DIRECTIONS FOR THIS TASK: Type the records out again in full, exactly.

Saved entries
________________________________________

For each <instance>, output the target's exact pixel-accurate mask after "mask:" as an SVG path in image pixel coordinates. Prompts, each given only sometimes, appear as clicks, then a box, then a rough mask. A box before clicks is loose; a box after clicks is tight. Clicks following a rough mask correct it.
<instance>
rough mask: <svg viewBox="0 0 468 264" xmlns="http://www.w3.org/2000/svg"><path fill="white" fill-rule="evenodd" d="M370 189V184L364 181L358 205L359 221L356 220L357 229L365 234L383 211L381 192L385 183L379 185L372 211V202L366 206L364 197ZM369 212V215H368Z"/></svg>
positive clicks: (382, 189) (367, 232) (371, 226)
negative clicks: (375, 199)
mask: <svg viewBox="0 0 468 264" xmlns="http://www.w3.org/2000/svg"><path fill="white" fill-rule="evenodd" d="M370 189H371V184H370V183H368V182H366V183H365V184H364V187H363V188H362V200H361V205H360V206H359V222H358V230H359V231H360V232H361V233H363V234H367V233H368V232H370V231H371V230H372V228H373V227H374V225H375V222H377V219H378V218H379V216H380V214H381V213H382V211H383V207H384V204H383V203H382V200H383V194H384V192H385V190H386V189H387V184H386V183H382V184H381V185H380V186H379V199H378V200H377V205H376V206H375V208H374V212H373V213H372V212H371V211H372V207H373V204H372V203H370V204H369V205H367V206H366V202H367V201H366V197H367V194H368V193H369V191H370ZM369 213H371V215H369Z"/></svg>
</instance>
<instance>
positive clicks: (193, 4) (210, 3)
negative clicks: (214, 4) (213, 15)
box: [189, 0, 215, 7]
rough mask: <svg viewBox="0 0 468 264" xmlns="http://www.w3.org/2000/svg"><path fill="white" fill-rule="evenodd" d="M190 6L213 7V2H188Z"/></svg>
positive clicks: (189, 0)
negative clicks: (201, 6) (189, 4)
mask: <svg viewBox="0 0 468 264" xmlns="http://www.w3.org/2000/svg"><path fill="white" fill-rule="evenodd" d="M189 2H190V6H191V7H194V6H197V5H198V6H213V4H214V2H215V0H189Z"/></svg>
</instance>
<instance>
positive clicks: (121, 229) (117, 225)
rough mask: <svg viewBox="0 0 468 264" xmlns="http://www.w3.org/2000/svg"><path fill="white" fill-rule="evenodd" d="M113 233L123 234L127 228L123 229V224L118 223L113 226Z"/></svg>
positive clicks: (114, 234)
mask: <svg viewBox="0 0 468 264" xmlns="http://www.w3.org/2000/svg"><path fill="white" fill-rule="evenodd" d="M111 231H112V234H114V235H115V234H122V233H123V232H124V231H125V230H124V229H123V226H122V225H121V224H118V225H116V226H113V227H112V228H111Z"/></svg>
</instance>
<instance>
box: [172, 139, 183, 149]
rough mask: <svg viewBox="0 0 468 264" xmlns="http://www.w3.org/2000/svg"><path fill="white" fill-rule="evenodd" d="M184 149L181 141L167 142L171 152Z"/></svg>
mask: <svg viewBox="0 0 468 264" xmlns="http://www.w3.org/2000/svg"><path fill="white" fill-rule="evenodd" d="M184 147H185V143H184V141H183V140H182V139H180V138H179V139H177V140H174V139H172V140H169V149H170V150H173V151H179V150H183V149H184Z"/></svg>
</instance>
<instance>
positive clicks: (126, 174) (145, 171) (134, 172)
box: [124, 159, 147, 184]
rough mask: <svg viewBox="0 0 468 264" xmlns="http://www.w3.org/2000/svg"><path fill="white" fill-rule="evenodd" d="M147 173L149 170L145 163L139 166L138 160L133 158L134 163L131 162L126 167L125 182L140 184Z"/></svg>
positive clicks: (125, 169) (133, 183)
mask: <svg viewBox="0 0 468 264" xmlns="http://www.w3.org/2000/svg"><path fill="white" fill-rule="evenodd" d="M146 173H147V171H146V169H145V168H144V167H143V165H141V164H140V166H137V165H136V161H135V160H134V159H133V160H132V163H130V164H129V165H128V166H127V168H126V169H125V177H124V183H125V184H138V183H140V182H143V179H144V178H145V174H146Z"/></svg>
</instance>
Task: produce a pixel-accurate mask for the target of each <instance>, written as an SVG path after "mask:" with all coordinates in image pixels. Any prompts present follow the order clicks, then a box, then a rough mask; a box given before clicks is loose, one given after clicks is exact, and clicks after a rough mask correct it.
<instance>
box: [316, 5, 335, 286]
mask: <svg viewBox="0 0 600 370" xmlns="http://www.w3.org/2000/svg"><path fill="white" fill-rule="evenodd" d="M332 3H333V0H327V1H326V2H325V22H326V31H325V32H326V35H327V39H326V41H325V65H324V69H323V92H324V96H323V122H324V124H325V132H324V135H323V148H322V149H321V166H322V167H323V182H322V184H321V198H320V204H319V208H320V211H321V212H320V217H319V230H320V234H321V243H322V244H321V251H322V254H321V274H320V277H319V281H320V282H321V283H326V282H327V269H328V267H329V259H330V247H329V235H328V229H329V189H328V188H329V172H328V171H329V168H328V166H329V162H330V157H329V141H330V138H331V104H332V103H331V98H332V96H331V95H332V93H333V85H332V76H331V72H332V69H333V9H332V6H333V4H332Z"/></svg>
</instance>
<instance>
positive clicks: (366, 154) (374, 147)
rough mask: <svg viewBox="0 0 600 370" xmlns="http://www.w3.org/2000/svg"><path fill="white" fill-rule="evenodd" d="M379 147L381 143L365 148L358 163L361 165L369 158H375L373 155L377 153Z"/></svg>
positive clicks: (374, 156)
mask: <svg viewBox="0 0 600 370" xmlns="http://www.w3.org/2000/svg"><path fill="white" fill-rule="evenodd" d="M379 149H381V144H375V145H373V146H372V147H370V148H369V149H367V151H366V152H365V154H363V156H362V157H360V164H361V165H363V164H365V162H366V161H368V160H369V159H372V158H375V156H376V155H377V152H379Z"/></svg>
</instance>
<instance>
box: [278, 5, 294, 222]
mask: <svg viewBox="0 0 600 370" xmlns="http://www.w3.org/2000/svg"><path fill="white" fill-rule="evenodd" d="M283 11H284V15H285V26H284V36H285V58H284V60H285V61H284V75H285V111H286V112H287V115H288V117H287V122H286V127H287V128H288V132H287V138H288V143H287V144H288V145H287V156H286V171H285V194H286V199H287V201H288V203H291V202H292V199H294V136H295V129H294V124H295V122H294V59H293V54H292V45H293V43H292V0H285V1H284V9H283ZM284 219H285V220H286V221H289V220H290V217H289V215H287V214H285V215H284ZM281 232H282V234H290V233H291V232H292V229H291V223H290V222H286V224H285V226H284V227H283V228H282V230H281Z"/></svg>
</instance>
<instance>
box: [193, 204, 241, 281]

________________________________________

RESULT FOR THIS TASK:
For each <instance>, output the target's exact pixel-accurate mask after "mask:" as an SVG path in image pixel coordinates. Prompts, each given only sometimes, appear as clicks, then a box, then a rough mask. A box before clicks is loose; a box after clicks is tight. Clicks following a rough mask correct it.
<instance>
rough mask: <svg viewBox="0 0 468 264" xmlns="http://www.w3.org/2000/svg"><path fill="white" fill-rule="evenodd" d="M370 189V184L364 181L358 205L359 221L356 220L357 229L365 234L383 211L381 192L385 183L379 185L372 211V202L366 206L364 197ZM369 212V215H368Z"/></svg>
positive clicks: (382, 189) (367, 232) (371, 226)
negative clicks: (375, 199)
mask: <svg viewBox="0 0 468 264" xmlns="http://www.w3.org/2000/svg"><path fill="white" fill-rule="evenodd" d="M370 189H371V184H370V183H368V182H366V183H365V184H364V187H363V188H362V200H361V205H360V206H359V222H358V230H359V231H360V232H361V233H363V234H367V233H368V232H370V231H371V230H372V228H373V227H374V225H375V222H377V219H378V218H379V216H380V214H381V213H382V211H383V207H384V204H383V203H382V200H383V194H384V192H385V190H386V189H387V184H386V183H382V184H381V185H380V186H379V199H378V200H377V205H376V206H375V208H374V212H373V213H372V212H371V211H372V207H373V204H372V203H370V204H369V205H367V206H366V202H367V201H366V197H367V194H368V193H369V191H370ZM369 213H371V215H369Z"/></svg>
</instance>
<instance>
positive clicks: (193, 4) (210, 3)
negative clicks: (214, 4) (213, 15)
box: [189, 0, 215, 7]
rough mask: <svg viewBox="0 0 468 264" xmlns="http://www.w3.org/2000/svg"><path fill="white" fill-rule="evenodd" d="M190 6L213 7V2H188Z"/></svg>
positive clicks: (189, 0)
negative clicks: (201, 6) (189, 4)
mask: <svg viewBox="0 0 468 264" xmlns="http://www.w3.org/2000/svg"><path fill="white" fill-rule="evenodd" d="M189 2H190V6H191V7H194V6H197V5H198V6H213V4H214V2H215V0H189Z"/></svg>
</instance>
<instance>
positive clicks: (121, 229) (117, 225)
rough mask: <svg viewBox="0 0 468 264" xmlns="http://www.w3.org/2000/svg"><path fill="white" fill-rule="evenodd" d="M113 233L123 234L127 228L123 229V224L118 223L113 226Z"/></svg>
positive clicks: (114, 234)
mask: <svg viewBox="0 0 468 264" xmlns="http://www.w3.org/2000/svg"><path fill="white" fill-rule="evenodd" d="M111 231H112V234H114V235H115V234H122V233H123V232H124V231H125V230H124V229H123V226H122V225H121V224H118V225H116V226H113V227H112V228H111Z"/></svg>
</instance>
<instance>
box: [172, 139, 183, 149]
rough mask: <svg viewBox="0 0 468 264" xmlns="http://www.w3.org/2000/svg"><path fill="white" fill-rule="evenodd" d="M184 149L181 141L167 142L171 152Z"/></svg>
mask: <svg viewBox="0 0 468 264" xmlns="http://www.w3.org/2000/svg"><path fill="white" fill-rule="evenodd" d="M184 147H185V143H184V141H183V140H182V139H180V138H179V139H177V140H174V139H172V140H169V149H170V150H173V151H179V150H183V149H184Z"/></svg>
</instance>
<instance>
positive clicks: (126, 174) (145, 171) (134, 172)
box: [124, 159, 147, 184]
rough mask: <svg viewBox="0 0 468 264" xmlns="http://www.w3.org/2000/svg"><path fill="white" fill-rule="evenodd" d="M147 173L149 170L145 163L139 166L138 160L133 158L134 163L131 162L126 167L125 182L140 184Z"/></svg>
positive clicks: (125, 169) (133, 183)
mask: <svg viewBox="0 0 468 264" xmlns="http://www.w3.org/2000/svg"><path fill="white" fill-rule="evenodd" d="M146 173H147V171H146V169H145V168H144V167H143V165H141V164H140V166H137V165H136V161H135V160H134V159H133V160H132V163H130V164H129V165H128V166H127V168H126V169H125V177H124V183H125V184H138V183H140V182H143V179H144V178H145V174H146Z"/></svg>
</instance>
Task: produce a pixel-accurate mask for the target of each <instance>, written as an SVG path after "mask:" with all coordinates in image pixels. Any prompts present follow the order clicks, then a box, then a rough mask; a box given before clicks is loose, one given after clicks is exact, and clicks after a rough mask correct it.
<instance>
box: [316, 5, 335, 286]
mask: <svg viewBox="0 0 600 370" xmlns="http://www.w3.org/2000/svg"><path fill="white" fill-rule="evenodd" d="M332 3H333V0H327V1H326V2H325V22H326V31H325V32H326V35H327V39H326V41H325V65H324V69H323V92H324V96H323V122H324V124H325V132H324V135H323V148H322V149H321V166H322V167H323V182H322V184H321V198H320V204H319V208H320V211H321V212H320V217H319V230H320V234H321V243H322V244H321V251H322V254H321V274H320V277H319V281H320V282H321V283H326V282H327V269H328V267H329V259H330V247H329V235H328V229H329V189H328V188H329V172H328V171H329V168H328V166H329V162H330V157H329V141H330V138H331V104H332V103H331V98H332V96H331V95H332V93H333V85H332V76H331V72H332V69H333V9H332V6H333V4H332Z"/></svg>
</instance>
<instance>
positive clicks: (366, 154) (374, 147)
rough mask: <svg viewBox="0 0 600 370" xmlns="http://www.w3.org/2000/svg"><path fill="white" fill-rule="evenodd" d="M379 147L381 143L365 148L358 163L361 165L369 158H375L373 155L377 153Z"/></svg>
positive clicks: (374, 156)
mask: <svg viewBox="0 0 600 370" xmlns="http://www.w3.org/2000/svg"><path fill="white" fill-rule="evenodd" d="M379 149H381V144H375V145H373V146H372V147H370V148H369V149H367V151H366V152H365V154H363V156H362V157H360V164H361V165H363V164H365V162H366V161H368V160H369V159H372V158H375V156H376V155H377V152H379Z"/></svg>
</instance>
<instance>
box: [278, 5, 294, 222]
mask: <svg viewBox="0 0 600 370" xmlns="http://www.w3.org/2000/svg"><path fill="white" fill-rule="evenodd" d="M283 11H284V15H285V26H284V36H285V58H284V60H285V61H284V75H285V111H286V112H287V115H288V117H287V122H286V127H287V128H288V132H287V138H288V143H287V144H288V145H287V156H286V171H285V194H286V199H287V201H288V203H291V202H292V199H294V136H295V129H294V124H295V122H294V59H293V54H292V45H293V43H292V0H285V1H284V9H283ZM284 219H285V220H286V221H289V220H290V217H289V215H287V214H285V215H284ZM281 232H282V234H290V233H291V232H292V229H291V223H290V222H286V224H285V226H284V227H283V228H282V230H281Z"/></svg>
</instance>
<instance>
box: [193, 204, 241, 281]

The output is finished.